What to produce: Search the entries below for "several" and copy each matching line.
----------------
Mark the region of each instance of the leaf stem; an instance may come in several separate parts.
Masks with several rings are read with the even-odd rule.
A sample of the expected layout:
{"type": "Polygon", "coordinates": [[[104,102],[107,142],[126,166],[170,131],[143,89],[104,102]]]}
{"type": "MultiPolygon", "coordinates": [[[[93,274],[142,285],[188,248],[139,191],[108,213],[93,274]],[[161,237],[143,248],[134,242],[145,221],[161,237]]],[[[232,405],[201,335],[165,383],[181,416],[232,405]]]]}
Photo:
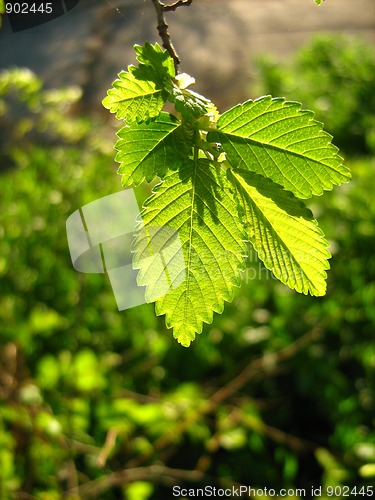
----------------
Response:
Mark the region of each instance of the leaf stem; an instance may come in several separate parts.
Masks with several rings are read with the even-odd rule.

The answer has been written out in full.